Segment Start: Exercise material

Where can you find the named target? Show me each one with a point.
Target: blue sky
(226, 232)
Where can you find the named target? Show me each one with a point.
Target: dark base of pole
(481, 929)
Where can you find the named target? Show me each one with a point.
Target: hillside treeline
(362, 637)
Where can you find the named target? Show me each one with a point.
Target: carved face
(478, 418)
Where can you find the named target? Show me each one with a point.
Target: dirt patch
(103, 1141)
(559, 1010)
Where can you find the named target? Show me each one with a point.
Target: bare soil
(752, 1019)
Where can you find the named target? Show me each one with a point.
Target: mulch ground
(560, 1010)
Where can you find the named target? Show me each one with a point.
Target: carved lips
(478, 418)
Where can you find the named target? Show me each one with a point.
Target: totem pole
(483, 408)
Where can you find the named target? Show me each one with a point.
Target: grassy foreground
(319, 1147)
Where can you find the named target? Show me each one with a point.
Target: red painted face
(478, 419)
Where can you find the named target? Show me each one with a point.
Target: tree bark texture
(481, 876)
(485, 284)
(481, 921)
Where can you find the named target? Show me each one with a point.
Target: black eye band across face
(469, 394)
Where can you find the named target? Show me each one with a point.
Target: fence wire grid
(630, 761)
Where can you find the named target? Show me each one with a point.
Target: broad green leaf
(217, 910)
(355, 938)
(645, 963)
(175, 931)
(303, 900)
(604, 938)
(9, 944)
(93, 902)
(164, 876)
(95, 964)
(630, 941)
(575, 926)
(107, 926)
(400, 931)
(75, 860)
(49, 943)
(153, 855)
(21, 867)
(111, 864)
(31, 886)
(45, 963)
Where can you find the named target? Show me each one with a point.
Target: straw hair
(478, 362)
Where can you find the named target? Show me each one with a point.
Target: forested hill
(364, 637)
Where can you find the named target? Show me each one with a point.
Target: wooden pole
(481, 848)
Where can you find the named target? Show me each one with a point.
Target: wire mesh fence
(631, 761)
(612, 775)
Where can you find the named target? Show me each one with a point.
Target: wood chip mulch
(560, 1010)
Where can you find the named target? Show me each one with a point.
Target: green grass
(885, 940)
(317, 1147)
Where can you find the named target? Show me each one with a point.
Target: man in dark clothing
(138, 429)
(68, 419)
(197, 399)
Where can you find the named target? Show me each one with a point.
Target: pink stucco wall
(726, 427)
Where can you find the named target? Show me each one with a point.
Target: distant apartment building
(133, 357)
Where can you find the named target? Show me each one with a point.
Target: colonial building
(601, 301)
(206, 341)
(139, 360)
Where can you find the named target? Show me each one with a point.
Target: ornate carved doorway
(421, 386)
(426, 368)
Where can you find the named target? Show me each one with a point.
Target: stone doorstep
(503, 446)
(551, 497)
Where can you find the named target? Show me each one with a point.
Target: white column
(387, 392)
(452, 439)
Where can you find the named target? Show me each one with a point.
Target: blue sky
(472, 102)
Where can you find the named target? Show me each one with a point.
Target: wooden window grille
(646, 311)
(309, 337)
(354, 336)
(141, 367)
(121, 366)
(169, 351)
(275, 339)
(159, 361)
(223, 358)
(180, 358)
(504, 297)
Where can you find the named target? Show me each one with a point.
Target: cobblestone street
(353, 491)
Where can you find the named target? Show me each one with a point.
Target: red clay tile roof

Segment End: Exercise material

What the task asks
Please repeat the listing word for word.

Answer below
Where can you find the named target? Show me each one with a point.
Target: blue sky
(226, 232)
Where can you find the named target? Show me each one with a point.
Target: dark base of pole
(481, 929)
Where can you find the named target? Show me each one with a point.
Target: hillside treeline
(362, 637)
Where can you find the named target? Show me each one with a point.
Target: carved face
(478, 418)
Where can you find the named target? Show me each one with a point.
Target: dirt patch
(103, 1141)
(559, 1010)
Where can you find the named target? Show me each one with a point.
Target: bare soil
(752, 1019)
Where can you find the named target? Show me each one with a point.
Target: mulch ground
(560, 1010)
Where can you find the named target? Show me each one with a point.
Target: carved lips
(478, 418)
Where can you find the named target? Show me each one with a point.
Target: totem pole
(483, 408)
Where can you find the named target? Show me each one with a point.
Target: grassy foreground
(319, 1147)
Where can you find the named target? Show me each one with a point.
Target: red painted face
(478, 419)
Where can you find the named target? Show me each one with a point.
Target: tree bark texture
(481, 876)
(485, 284)
(481, 921)
Where can you find the named target? Show me each one with a point.
Target: black eye band across face
(469, 394)
Where can you find the named target? Show me each one with a point.
Target: fence wire grid
(630, 761)
Where can you find the named target? Show me each one with a point.
Target: broad green leaf
(217, 910)
(355, 938)
(645, 963)
(175, 931)
(303, 900)
(604, 938)
(9, 944)
(93, 902)
(164, 876)
(95, 964)
(630, 941)
(575, 926)
(107, 926)
(400, 931)
(75, 860)
(49, 943)
(153, 855)
(21, 867)
(111, 864)
(31, 886)
(45, 963)
Where can you find the named target? Show me each one with a point.
Target: straw hair
(478, 362)
Where can you find the named target? Show me each one with a point.
Target: forested hill
(364, 637)
Where can you find the named target? Show me each one with a point.
Target: wooden pole
(481, 848)
Where can you find the named target? Show me each one with a point.
Target: wire mesh fence
(631, 761)
(612, 775)
Where can you find the named target? Show me each one with a point.
Target: wood chip mulch
(560, 1010)
Where can you find the named target? Show me each one with a point.
Target: green grass
(885, 940)
(317, 1147)
Where can you find the named target? Show me each one with a point.
Target: man in dark clothing
(138, 429)
(68, 419)
(197, 399)
Where can you find the named target? Show me each one with a point.
Target: pink stucco wall
(726, 427)
Where can you find the named target? Show me each one with a point.
Target: distant apartment building
(133, 357)
Where can you find the named target? Show me each one with a point.
Target: colonial building
(601, 301)
(206, 341)
(139, 360)
Where can you find the named target? Show me each one with a point.
Target: ornate carved doorway
(421, 386)
(426, 368)
Where can you find the named target? Show me each one with a point.
Target: stone doorstep
(503, 446)
(551, 497)
Where can you find the named target? Show me each one with a point.
Target: white column
(387, 392)
(452, 439)
Where can you find the named target? Show me each one with a point.
Target: blue sky
(472, 102)
Where can you find the named target? Show me each one with a point.
Target: wooden window grille
(646, 311)
(309, 337)
(354, 336)
(141, 367)
(121, 366)
(169, 351)
(275, 339)
(159, 361)
(223, 358)
(180, 358)
(504, 297)
Where can you find the named target? Show me each one with a point.
Target: cobblestone street
(353, 491)
Where can you find the named target? Show me each one with a point.
Target: red clay tile roof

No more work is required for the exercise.